Compito 1>
Rispondi in base al testo scelto:
(a) Di quale carta europea manca del tutto l'ordinamento per la pratica applicazione?
(b) A che cosa viene paragonato il valore attribuito al consenso informato alla cura?
(c) Con quali atti, secondo il testo, anche noi possiamo andare su quel sentiero di libertà?
Compito 2>
Elenca tutte le persone nominate nel testo scelto.

+++ Testo scelto

Manca del tutto, invece, l'ordinamento per la pratica applicazione della Carta europea dei diritti fondamentali della persona a garanzia e difesa della sua dignità.
In questo contesto, la stessa diffusione della buona pratica del consenso informato alla cura ha assunto il valore e il limite burocratico più o meno simile a quello attribuito alle etichette informative che troviamo sui prodotti alimentari.
Solo in questi ultimi anni, l'immensa distanza esistente dal corpo dei malati al cuore della politica e l'incuranza della prassi medico-amministrativa corrente per quel diritto fondamentale sono state più volte percorse e colmate dai passi da giganti di pochi uomini determinati e coraggiosi: Luca Coscioni, Piero Welby, Beppino Englaro.
Sulle loro impronte anche noi possiamo andare su quel sentiero di libertà, verso il cuore della politica, con semplici atti di responsabilità individuale.

++++++
+++ Materiale in esame

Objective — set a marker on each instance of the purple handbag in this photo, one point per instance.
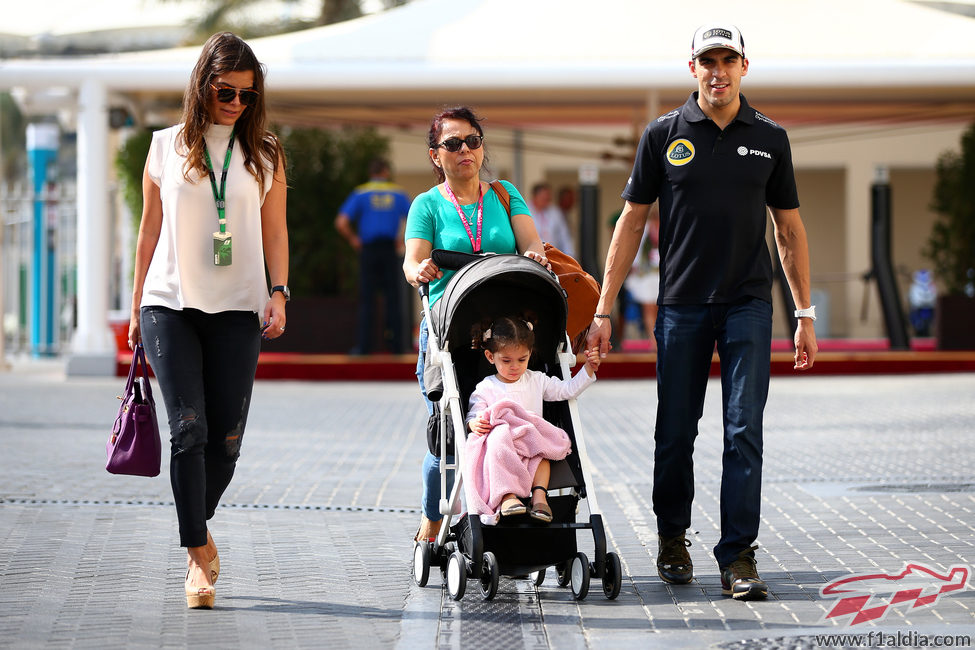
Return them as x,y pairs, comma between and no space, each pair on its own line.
134,447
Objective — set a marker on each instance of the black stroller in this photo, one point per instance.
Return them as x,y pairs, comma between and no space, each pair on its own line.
489,286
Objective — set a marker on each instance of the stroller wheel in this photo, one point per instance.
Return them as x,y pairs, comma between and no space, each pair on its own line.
537,577
490,574
422,552
562,574
579,576
612,576
456,575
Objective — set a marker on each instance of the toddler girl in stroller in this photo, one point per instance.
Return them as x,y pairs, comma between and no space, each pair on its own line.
513,461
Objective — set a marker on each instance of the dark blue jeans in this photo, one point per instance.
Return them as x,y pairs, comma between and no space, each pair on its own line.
686,337
430,470
205,365
380,270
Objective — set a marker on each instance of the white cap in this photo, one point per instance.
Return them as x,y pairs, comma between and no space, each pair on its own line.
714,35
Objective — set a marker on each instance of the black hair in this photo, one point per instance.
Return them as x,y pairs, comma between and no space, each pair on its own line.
503,332
464,113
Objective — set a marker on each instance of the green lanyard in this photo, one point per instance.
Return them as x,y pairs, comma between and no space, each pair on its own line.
218,197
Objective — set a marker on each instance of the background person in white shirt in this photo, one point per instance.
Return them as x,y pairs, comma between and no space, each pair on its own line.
549,220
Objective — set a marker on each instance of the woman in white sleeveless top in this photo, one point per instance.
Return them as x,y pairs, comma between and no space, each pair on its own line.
214,195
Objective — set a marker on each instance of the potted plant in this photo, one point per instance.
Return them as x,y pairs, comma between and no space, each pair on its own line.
951,246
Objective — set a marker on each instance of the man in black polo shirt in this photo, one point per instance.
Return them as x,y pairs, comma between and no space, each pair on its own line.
717,167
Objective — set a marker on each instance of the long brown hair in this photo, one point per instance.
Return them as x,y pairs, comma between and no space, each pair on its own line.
222,53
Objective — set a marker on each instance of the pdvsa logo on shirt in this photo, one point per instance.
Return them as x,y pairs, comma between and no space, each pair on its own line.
745,151
680,152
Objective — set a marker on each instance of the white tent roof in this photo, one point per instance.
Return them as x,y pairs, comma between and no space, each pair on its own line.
906,56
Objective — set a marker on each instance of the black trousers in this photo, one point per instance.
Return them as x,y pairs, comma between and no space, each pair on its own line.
205,365
380,270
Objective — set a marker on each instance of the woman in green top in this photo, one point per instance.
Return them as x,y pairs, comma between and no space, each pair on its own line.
460,213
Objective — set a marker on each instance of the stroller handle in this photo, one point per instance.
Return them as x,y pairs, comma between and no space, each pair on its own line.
453,260
450,260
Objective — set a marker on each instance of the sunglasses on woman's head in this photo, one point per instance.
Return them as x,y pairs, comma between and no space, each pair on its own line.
453,145
226,94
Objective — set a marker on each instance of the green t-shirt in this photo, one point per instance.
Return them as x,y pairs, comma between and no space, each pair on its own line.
434,218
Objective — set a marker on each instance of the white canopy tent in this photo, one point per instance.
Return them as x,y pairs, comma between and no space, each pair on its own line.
533,63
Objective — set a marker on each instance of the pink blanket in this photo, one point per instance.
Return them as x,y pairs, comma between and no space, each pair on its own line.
504,460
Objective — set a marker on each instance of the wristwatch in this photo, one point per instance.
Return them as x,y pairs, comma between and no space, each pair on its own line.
807,313
285,291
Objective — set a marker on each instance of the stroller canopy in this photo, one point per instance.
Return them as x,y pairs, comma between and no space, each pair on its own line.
496,286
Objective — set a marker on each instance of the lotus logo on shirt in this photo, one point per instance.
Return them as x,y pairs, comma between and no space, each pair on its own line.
680,152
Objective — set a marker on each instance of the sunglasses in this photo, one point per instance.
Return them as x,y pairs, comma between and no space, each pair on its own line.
453,145
226,94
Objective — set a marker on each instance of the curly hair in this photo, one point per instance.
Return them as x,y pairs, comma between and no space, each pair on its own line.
464,113
226,52
504,332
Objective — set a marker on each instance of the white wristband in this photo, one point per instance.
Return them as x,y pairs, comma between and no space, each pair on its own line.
807,313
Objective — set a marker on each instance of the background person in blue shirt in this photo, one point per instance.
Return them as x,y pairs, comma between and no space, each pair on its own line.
371,219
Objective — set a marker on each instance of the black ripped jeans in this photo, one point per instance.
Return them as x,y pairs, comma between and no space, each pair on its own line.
205,365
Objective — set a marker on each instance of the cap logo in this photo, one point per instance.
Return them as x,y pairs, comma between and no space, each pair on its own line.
680,152
716,33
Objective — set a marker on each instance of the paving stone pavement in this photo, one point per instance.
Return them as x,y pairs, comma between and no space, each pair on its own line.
862,475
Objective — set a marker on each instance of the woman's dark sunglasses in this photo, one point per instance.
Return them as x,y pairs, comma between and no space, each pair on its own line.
226,94
453,145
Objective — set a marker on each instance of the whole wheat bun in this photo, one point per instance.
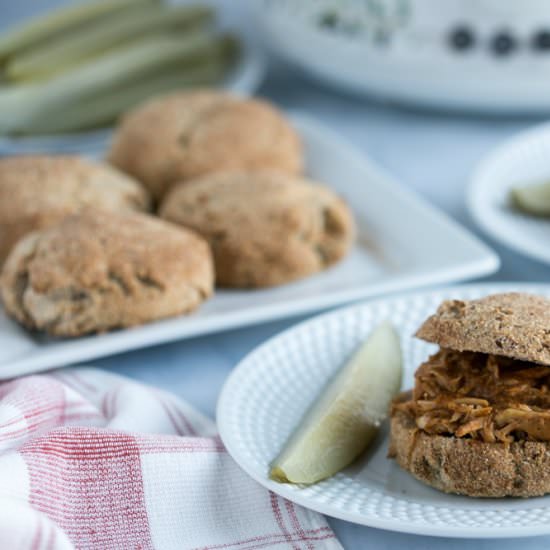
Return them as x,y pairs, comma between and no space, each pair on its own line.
174,138
265,228
469,467
97,271
37,191
515,325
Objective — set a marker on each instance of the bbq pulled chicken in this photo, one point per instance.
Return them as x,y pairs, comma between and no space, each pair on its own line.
479,396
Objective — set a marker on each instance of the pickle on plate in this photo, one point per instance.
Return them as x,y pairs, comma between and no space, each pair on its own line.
532,199
344,419
94,41
51,26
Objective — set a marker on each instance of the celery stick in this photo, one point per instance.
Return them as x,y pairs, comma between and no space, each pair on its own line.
60,21
65,53
20,105
106,108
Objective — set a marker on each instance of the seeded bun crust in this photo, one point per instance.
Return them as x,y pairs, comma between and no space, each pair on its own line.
38,191
264,228
185,135
513,325
469,467
97,271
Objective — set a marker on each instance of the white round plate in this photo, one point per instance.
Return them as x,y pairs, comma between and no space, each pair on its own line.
244,80
269,391
519,161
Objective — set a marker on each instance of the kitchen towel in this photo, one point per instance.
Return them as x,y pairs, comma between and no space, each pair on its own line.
90,460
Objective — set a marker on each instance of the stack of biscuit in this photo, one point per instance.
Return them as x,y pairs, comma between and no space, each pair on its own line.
83,253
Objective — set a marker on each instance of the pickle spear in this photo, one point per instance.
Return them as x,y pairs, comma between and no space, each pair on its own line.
96,40
51,26
344,419
532,199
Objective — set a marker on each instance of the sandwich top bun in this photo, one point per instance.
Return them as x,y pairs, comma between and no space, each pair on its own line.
515,325
477,421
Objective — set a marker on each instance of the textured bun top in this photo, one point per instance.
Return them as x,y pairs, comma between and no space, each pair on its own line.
513,325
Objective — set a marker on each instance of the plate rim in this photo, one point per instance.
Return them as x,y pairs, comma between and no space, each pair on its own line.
354,517
476,184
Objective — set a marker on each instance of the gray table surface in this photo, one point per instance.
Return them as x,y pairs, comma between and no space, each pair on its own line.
432,153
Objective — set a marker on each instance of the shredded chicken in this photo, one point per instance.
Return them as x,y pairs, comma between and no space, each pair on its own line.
480,396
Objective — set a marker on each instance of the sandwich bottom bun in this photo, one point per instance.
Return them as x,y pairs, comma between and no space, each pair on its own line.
470,467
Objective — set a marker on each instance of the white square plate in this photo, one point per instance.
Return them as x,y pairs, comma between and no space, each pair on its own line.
270,390
403,243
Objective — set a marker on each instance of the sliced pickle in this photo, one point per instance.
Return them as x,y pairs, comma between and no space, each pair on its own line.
532,199
346,416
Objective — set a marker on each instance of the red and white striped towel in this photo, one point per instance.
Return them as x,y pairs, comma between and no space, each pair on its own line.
91,460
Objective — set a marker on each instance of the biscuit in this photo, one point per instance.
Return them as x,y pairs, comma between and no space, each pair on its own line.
38,191
264,228
470,467
513,325
185,135
97,271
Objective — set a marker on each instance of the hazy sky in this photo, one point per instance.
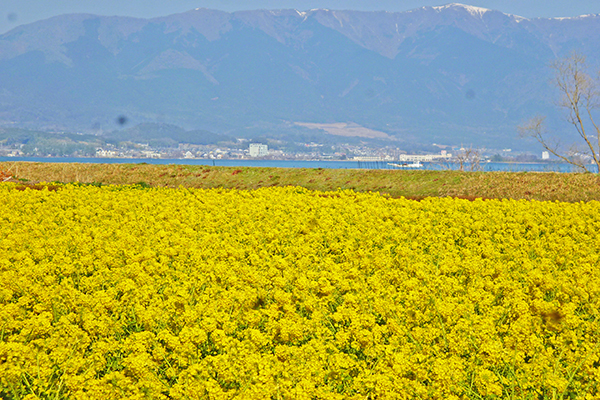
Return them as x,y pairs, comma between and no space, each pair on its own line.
17,12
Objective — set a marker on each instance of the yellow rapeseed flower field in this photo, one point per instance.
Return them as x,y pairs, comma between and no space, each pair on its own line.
123,292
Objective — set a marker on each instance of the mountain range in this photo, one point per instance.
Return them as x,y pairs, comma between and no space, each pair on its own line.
449,74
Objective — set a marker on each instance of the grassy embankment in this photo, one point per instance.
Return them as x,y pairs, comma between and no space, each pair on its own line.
547,186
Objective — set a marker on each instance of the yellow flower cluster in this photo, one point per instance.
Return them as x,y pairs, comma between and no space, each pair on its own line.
123,292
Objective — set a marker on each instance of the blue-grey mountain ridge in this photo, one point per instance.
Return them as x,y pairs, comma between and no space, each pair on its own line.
445,74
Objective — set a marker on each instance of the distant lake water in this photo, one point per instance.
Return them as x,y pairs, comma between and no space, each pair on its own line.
491,166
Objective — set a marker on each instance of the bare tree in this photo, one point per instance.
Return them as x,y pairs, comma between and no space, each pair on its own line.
468,159
580,96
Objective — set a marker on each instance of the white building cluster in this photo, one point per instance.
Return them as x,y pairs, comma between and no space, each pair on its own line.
258,150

++++++

Risultato 1>
(a) La Carta europea dei diritti fondamentali della persona.
(b) Alle etichette informative che troviamo sui prodotti alimentari.
(c) Con semplici atti di responsabilità individuale.

Risultato 2>
Luca Coscioni, Piero Welby, Beppino Englaro.